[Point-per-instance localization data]

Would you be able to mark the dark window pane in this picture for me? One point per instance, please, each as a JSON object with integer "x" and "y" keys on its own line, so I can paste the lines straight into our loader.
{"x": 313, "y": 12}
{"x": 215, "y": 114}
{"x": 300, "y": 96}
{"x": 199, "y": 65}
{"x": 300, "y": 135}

### [Exercise description]
So that nothing is lost, please repeat all of the entries exactly.

### [Your solution]
Would you be able to mark the dark window pane in this picture for me? One point per instance, please, each as a JSON object with integer "x" and "y" keys on its own line, so I can paste the lines straight into our loader.
{"x": 313, "y": 12}
{"x": 215, "y": 114}
{"x": 300, "y": 96}
{"x": 199, "y": 65}
{"x": 300, "y": 135}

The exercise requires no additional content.